▶ **Extracted text**
<<<<
Passengers flying out of Changi will have to pay an extra $6.90 in airport charges from November 1, as international air travel continues to recover from the effects of Covid-19.

Passengers on flights originating from Changi currently pay a departure fee of $52.30, comprising a $35.40 passenger service and security fee collected by Changi Airport Group (CAG), as well as a $6.10 aviation levy and a $10.80 airport development levy collected by the Government.

With the fee hike announced on Thursday, the total departure fee will go up to $59.20 from November 1, $62.20 from April 2023 and $65.20 from April 2024.

Passengers whose air tickets have already been issued before November 1 will not pay the higher fees and levies, said the Civil Aviation Authority of Singapore (CAAS) and CAG in a joint statement.

There will be no change to the departure fee for transit passengers, who will continue to pay $9 in airport charges for each flight.

Meanwhile, airlines will also have to pay more in aircraft parking and landing fees, CAAS and CAG said.

The statement said that the fees and levies charged will go towards CAG's operations and current infrastructure upgrading of terminals and future development plans, and the air hub development and regulatory functions of CAAS.

Airport charges at Changi were last revised in 2018, and the authorities had held off on further increases during the pandemic.

The latest fee hike comes during the same week that Changi Airport Terminal 4 welcomed its first flights on Tuesday after it was shut in May 2020 due to plummeted air traffic at the start of the Covid-19 pandemic.

The reopening of T4, which has a handling capacity of 16 million passengers a year, will add to Changi Airport's capacity, as will the reopening of the southern half of Terminal 2 from Oct 11.

This will restore Changi Airport's handling capacity to its pre-Covid-19 level of 70 million passengers a year.

SOURCE: CAAS, CAG
 

Changi is not alone in increasing its fees, after more than two years of international border restrictions ate into the revenues of airports worldwide.

In November last year, Schiphol airport in Amsterdam announced plans to increase the fees levied on airlines by 37 per cent over the next three years - a move that drew sharp rebuke from the International Air Transport Association (IATA).

Earlier this month, Dutch newspaper De Telegraaf also reported that the Dutch government plans to more than triple the country's air passenger tax in January next year to €28.58 (S$40), up from €7.95 currently.
>>>>
▶ **Dataset section**
<<<<
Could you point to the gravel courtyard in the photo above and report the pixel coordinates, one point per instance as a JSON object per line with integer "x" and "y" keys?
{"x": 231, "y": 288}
>>>>
▶ **Activity**
Summarize the Changi airport charges article in two sentences.

▶ **Written response**
From November 1, passengers flying out of Changi will pay $6.90 more in airport charges, which raises the departure fee from $52.30 to $59.20, with further increases to $62.20 from April 2023 and $65.20 from April 2024, while transit passengers' charges stay at $9 per flight. Airlines will also pay higher aircraft parking and landing fees, and the money will fund Changi Airport Group's operations and terminal upgrades as well as the work of the Civil Aviation Authority of Singapore.